EXERCISE DIRECTIONS -
Your task is to transcribe the entries below exactly, beginning with the line containing "on the small" and ending with the final line, and to add nothing else.

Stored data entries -
★ ★ ★ ★ ★
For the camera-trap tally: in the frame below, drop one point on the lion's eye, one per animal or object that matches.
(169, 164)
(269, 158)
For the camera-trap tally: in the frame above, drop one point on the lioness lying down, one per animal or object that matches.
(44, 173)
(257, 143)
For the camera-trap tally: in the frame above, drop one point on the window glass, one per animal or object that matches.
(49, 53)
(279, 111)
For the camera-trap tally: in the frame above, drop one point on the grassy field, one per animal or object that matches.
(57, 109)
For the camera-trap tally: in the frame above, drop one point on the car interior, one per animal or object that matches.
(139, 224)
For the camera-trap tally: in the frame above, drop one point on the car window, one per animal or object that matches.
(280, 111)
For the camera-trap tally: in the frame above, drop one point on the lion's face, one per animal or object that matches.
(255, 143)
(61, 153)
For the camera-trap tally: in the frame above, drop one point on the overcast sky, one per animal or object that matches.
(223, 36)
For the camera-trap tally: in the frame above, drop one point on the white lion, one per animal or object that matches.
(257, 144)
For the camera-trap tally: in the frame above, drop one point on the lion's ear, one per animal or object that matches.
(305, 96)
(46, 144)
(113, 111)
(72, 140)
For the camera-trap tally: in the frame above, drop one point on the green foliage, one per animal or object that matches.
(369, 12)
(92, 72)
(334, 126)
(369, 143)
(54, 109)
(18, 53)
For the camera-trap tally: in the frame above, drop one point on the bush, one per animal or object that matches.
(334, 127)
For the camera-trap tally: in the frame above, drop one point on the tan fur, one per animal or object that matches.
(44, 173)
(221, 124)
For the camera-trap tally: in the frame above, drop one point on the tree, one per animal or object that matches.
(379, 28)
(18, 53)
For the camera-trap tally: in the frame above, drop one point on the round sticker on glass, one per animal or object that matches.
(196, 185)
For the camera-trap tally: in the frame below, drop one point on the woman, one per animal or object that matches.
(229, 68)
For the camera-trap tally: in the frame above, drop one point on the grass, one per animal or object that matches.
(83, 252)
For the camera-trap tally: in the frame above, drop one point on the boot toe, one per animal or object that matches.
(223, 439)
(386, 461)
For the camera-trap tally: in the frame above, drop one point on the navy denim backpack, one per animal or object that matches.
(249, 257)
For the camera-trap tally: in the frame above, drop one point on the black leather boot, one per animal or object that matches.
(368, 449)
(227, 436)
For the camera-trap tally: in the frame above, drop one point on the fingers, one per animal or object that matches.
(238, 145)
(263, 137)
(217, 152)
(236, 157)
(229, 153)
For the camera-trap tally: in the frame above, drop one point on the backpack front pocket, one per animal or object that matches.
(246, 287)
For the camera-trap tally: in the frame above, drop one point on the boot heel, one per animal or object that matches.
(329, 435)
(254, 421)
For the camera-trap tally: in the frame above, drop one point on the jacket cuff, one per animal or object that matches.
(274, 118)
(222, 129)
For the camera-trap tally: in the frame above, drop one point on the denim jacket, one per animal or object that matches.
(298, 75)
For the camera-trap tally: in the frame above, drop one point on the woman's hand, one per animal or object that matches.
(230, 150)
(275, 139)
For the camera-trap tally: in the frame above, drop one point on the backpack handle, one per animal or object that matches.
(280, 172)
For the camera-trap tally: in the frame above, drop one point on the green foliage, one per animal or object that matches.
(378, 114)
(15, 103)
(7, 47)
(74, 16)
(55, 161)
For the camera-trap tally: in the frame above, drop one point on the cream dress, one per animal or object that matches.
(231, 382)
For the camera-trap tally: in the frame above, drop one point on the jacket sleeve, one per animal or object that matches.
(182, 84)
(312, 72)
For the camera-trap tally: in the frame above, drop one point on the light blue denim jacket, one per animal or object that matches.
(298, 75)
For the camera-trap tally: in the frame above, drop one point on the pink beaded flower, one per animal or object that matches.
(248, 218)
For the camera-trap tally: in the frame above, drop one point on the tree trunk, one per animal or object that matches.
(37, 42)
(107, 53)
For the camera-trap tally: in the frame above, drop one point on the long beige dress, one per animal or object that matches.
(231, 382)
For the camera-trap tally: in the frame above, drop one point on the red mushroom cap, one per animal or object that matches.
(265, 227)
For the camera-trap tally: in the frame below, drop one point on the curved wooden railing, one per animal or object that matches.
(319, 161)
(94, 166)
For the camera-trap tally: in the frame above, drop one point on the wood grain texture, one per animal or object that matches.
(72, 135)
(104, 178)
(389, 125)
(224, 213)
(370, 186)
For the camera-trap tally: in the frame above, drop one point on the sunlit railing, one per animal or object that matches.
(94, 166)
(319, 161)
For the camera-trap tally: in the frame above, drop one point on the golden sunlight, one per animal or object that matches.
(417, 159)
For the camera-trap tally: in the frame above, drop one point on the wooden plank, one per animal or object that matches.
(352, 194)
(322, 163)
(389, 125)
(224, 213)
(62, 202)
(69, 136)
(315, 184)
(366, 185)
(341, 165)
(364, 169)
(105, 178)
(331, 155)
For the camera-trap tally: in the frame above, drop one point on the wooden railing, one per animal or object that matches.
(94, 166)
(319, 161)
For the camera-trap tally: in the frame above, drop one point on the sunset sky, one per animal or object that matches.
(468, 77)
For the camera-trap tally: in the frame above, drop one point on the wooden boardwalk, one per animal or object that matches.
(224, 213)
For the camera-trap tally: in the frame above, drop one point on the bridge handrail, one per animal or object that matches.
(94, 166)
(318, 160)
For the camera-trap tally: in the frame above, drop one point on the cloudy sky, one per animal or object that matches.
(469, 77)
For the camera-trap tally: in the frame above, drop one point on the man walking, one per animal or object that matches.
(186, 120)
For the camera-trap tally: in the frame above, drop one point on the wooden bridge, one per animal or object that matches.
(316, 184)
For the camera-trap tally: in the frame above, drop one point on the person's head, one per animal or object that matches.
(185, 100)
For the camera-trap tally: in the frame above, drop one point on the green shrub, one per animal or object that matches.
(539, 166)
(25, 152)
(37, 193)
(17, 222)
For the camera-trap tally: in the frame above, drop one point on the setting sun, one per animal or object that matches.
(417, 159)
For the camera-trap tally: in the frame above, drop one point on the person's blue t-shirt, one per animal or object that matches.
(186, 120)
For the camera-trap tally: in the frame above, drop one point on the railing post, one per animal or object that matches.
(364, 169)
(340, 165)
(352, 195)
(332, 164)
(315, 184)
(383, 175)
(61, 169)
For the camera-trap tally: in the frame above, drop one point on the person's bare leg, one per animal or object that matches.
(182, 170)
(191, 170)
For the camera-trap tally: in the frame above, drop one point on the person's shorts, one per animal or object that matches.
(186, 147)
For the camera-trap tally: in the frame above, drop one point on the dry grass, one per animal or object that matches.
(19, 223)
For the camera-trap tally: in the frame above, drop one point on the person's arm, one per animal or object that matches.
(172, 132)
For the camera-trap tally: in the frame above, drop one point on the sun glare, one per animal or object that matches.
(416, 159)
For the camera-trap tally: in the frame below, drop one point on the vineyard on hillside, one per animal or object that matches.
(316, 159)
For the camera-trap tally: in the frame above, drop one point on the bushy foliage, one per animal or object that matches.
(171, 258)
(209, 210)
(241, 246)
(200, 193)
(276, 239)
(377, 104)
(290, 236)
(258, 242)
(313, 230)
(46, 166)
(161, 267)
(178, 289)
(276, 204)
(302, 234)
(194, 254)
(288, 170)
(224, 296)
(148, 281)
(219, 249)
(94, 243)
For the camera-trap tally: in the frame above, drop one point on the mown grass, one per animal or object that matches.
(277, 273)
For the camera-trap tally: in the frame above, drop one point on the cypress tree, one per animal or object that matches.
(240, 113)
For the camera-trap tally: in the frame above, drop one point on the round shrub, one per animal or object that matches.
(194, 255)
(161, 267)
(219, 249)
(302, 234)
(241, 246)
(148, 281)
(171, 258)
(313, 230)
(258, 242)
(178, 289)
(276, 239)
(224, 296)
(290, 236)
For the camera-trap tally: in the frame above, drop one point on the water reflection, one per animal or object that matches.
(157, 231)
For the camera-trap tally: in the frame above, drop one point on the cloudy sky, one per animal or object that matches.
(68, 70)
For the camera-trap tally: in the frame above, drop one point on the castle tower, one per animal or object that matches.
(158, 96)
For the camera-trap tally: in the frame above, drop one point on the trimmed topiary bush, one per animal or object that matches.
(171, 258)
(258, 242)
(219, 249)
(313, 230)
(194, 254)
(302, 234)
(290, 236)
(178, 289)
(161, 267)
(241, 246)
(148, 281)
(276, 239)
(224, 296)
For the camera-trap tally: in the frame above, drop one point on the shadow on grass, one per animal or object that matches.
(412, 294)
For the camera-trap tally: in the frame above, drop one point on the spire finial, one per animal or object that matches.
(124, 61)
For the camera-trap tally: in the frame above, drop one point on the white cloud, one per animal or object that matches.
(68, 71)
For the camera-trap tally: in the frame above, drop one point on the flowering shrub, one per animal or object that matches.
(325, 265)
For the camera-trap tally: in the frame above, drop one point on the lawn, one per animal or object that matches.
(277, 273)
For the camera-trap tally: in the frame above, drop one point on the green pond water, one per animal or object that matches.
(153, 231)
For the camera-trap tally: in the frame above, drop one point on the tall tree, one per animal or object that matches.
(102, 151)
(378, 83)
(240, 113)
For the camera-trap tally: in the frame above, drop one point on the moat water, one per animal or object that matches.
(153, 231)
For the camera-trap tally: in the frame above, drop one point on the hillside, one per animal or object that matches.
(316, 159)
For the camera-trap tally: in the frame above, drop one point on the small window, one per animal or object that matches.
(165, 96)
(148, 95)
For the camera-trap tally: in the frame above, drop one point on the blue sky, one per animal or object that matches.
★ ★ ★ ★ ★
WRITTEN ANSWER -
For the camera-trap tally: in the frame above, drop one point on the small window, one per animal or object that matches.
(165, 96)
(148, 95)
For the camera-trap tally: in the frame above, drop one point on the blue sky, one per animal or object that matches.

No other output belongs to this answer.